#### [Consegne delle attività]
1. Secondo il brano sulla crisi del governo Draghi, quanti voti favorevoli ha ricevuto al Senato l'ultima richiesta di fiducia sulla conversione in legge del decreto aiuti?
2. Ricopia senza modifiche la parte del brano sulla crisi del governo Draghi che comincia con "Però i numeri" e prosegue fino a "tornare in Parlamento.".

#### [Brano fornito]
◆ ◆ ◆
Partiamo da un presupposto. La reiterata questione di fiducia posta sulle conversioni dei decreti legge è una cagata pazzesca (cit. Fantozzi) che dovremmo prima o poi superare magari con una riforma costituzionale. Ma intanto ahimè resta il cuore del nostro italico legiferare.
Capita quindi che un decreto legge contenga tre misure avverse (eufemismo) ad una parte della maggioranza (modifiche al reddito di cittadinanza, termovalorizzatore, mancato rifinanziamento del bonus 110%) e che quindi quella parte politica non le voglia votare. Alla Camera quella parte vota sì alla questione di fiducia e vota no alla conversione in legge del decreto. Al Senato però non si può (ma allora il bicameralismo non è così paritario come si dice) perché il voto è unico, con un voto unico voti la fiducia al governo e converti il decreto. Allora quella parte politica decide di uscire dall’Aula al momento del voto. Non vota contro, esce all’Aula.
Ora direte. Sì vabbè, ma è tutta forma. La sostanza è ben altra. Il M5S vuole far saltare il governo Draghi. E, forse, aggiungo io, su richiesta che arriva direttamente dal Cremlino (visti i festeggiamenti russi che ora chiedono un governo italiano non asservito agli interessi Usa, non lo escludo). Salvini non vedeva l’ora. Meloni è lì che scalpita.
Però i numeri parlamentari, e la forma spesso è pure sostanza, dicono altro: all’ultima richiesta di fiducia sulla conversione in legge del decreto aiuti, alla Camera i sì sono stati 410 su 460 presenti, al Senato ieri 172 i sì e 39 i no.
Dopo il voto del Senato, Draghi sale al Colle. Giusto, la maggioranza che ha dato vita al suo governo al Senato non c’è più. Al Senato è mancato il M5S. Fa due chiacchiere con Mattarella, torna a Palazzo Chigi, convoca il Consiglio dei Ministri, comunica che da lì a poco rassegnerà le dimissioni nelle mani del Capo dello Stato perché non ci sono più le condizioni per proseguire. Quindi sale di nuovo al Colle dove Mattarella però non accoglie le sue dimissioni e lo invita a tornare in Parlamento.
Mattarella non vuole farci votare! Deve sciogliere le Camere! Gridano in molti.
Ma perché mai? Perché Mattarella, garante supremo della Costituzione, dovrebbe sciogliere le Camere quando c’è governo nella pienezza dei suoi poteri? Quando il M5S non ha neppure ritirato i suoi Ministri? Il Parlamento vuole sfiduciare il governo? Prego, si accomodi. Allora Mattarella ne trarrà le conseguenze. Ma sia una discussione e, se necessario, un voto alla luce del sole. Non il giochetto dove alla Camera voti in un modo e al Senato esco dall’Aula (Conte). Non che gridi di andare al voto ma voti sempre sì ad ogni richiesta di fiducia (Salvini).
Cari tutti – mi permetta Presidente se semplifico il Suo molto più raffinato pensiero – volete che sciolga in anticipo le Camere e mandi il Paese alle urne? Con una legge elettorale che manco voi sapete qual è? Con Putin che festeggia? Con la pandemia ancora lì e una crisi idrica, alimentare, energetica, inflattiva che manco vi sto a dire? Ditelo a chiare lettere agli italiani, nelle aule della nostra forma di governo parlamentare. E io lo faccio. Ma io non chiudo una Legislatura senza un mandato chiaro, forte e formale da parte vostra con conseguente piena assunzione di responsabilità.
Grazie Presidente, come sempre. E mi scusi ancora.
◆ ◆ ◆
#### [Voci salvate]

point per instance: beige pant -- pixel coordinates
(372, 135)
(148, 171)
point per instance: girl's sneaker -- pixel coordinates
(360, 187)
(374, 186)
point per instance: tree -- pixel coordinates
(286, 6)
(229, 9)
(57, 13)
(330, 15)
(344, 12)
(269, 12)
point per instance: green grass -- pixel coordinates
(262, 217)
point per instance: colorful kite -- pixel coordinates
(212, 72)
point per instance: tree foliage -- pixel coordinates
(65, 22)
◆ ◆ ◆
#### [Soluzioni delle attività]
1. Al Senato i sì sono stati 172.

2.
Però i numeri parlamentari, e la forma spesso è pure sostanza, dicono altro: all’ultima richiesta di fiducia sulla conversione in legge del decreto aiuti, alla Camera i sì sono stati 410 su 460 presenti, al Senato ieri 172 i sì e 39 i no.
Dopo il voto del Senato, Draghi sale al Colle. Giusto, la maggioranza che ha dato vita al suo governo al Senato non c’è più. Al Senato è mancato il M5S. Fa due chiacchiere con Mattarella, torna a Palazzo Chigi, convoca il Consiglio dei Ministri, comunica che da lì a poco rassegnerà le dimissioni nelle mani del Capo dello Stato perché non ci sono più le condizioni per proseguire. Quindi sale di nuovo al Colle dove Mattarella però non accoglie le sue dimissioni e lo invita a tornare in Parlamento.